Voltage Divider Help

[UncookedCorn]

I would like to set Node 1 to 2V with a Zenner diode.
Node 2 = 1.25V
Node 3 = 1.16V
Node 4 = 1.083V

What resistor values would I choose?

[radiolistener]

if you cannot solve so easy task by self, what is the reason to learn it?

[UncookedCorn]

That is why I am asking for help.

[ataradov]

For the resistor ladder calculations, assume V(1) = 2 V and simply write out the voltage divider equations for V(2), V(3), V(4). Some of the resistors in the upper or lower half of the divider would be a sum (series) of individual resistors. You will end up with 3 equations and 4 unknowns (Rn values). You must assume one of the values and then you would be able to solve that system to get the rest of them.

[Dataset rows on where objects appear]
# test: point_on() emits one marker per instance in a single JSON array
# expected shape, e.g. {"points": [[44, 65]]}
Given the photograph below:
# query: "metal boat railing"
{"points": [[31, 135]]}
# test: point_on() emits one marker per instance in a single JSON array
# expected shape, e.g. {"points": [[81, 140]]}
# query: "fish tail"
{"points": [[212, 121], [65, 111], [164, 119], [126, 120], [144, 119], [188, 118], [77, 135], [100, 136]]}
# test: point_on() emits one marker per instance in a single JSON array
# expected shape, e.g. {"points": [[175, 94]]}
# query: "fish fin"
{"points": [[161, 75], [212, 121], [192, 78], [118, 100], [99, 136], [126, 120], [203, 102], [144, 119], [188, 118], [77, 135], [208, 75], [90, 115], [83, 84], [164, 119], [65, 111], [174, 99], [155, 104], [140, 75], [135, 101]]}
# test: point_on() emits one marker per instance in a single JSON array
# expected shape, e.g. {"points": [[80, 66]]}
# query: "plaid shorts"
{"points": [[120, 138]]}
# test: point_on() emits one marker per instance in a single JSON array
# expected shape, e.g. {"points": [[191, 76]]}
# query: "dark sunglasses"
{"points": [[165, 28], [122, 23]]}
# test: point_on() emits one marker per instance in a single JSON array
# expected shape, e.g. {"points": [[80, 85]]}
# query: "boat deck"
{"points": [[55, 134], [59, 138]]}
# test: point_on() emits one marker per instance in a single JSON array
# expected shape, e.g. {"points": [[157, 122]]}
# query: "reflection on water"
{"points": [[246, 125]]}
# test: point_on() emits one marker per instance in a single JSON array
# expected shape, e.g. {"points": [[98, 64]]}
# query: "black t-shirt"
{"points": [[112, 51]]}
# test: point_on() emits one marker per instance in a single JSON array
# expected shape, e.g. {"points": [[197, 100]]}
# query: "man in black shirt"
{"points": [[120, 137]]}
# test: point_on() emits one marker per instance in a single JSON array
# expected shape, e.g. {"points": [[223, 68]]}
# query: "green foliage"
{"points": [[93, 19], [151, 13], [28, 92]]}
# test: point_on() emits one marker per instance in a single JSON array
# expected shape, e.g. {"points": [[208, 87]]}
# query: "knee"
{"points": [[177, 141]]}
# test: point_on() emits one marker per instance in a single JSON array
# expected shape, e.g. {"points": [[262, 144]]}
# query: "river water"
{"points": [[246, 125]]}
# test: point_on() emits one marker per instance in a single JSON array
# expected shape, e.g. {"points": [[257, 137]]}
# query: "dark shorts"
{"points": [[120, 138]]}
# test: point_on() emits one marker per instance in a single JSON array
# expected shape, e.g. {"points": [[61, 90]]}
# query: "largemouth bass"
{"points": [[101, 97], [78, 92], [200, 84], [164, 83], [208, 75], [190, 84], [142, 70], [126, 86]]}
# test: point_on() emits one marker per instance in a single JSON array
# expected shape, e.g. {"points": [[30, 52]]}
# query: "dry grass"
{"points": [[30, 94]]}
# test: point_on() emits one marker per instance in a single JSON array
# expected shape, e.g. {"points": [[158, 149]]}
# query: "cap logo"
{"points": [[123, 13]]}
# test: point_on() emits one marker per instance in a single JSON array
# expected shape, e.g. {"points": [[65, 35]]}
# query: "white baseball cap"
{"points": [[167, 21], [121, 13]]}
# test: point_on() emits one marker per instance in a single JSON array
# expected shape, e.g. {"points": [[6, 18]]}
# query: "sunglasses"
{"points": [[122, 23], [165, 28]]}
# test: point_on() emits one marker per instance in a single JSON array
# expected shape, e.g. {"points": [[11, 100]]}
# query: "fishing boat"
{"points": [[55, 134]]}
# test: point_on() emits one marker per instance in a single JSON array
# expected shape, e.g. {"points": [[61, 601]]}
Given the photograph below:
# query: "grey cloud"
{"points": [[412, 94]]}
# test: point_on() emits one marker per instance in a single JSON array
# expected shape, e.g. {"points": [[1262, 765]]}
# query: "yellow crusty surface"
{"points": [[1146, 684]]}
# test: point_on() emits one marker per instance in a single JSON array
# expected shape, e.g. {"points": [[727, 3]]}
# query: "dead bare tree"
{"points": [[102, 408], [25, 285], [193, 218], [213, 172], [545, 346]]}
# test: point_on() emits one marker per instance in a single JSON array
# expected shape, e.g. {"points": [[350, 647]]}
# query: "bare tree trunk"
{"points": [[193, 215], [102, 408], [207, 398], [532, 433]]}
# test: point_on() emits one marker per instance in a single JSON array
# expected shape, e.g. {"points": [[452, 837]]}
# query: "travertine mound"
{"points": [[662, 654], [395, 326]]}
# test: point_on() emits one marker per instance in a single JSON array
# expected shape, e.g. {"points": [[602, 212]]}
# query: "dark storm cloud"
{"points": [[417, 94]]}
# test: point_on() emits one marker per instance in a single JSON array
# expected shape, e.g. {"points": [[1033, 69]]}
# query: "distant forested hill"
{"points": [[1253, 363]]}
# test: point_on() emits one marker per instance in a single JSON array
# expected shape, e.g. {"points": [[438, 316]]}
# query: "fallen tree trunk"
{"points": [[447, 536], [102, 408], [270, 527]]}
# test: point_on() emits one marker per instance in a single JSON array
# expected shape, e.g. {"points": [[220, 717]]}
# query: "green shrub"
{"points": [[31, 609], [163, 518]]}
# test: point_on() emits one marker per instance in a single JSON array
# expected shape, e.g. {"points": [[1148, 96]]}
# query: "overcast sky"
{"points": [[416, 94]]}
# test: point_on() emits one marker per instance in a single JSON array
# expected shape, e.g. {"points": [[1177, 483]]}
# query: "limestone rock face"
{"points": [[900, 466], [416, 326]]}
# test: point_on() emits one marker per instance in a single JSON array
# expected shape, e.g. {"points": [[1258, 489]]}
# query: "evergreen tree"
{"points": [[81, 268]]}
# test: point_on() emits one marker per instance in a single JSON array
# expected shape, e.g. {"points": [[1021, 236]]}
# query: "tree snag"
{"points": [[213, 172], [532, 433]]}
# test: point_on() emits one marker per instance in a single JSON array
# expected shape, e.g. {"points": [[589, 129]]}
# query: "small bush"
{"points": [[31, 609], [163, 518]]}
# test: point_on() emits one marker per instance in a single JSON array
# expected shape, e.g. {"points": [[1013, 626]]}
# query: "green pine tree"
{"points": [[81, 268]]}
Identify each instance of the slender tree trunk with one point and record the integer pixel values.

JOBS:
1. Retype the stretch of the voltage divider thread from "What resistor values" through "rest of them.".
2. In the voltage divider thread, how many equations and how many unknowns does the resistor ladder calculation produce?
3. Rewrite the paragraph of the voltage divider thread that begins "For the resistor ladder calculations" as a short list, keeping its main facts.

WORKED ANSWERS:
1.
What resistor values would I choose?

[radiolistener]

if you cannot solve so easy task by self, what is the reason to learn it?

[UncookedCorn]

That is why I am asking for help.

[ataradov]

For the resistor ladder calculations, assume V(1) = 2 V and simply write out the voltage divider equations for V(2), V(3), V(4). Some of the resistors in the upper or lower half of the divider would be a sum (series) of individual resistors. You will end up with 3 equations and 4 unknowns (Rn values). You must assume one of the values and then you would be able to solve that system to get the rest of them.

2. Three equations and four unknowns (the Rn values).

3.
- Assume V(1) = 2 V.
- Write out the voltage divider equations for V(2), V(3), and V(4).
- Some resistors in the upper or lower half of the divider are a series sum of individual resistors.
- The result is 3 equations with 4 unknowns (the Rn values).
- Assume one value, then solve the system for the rest.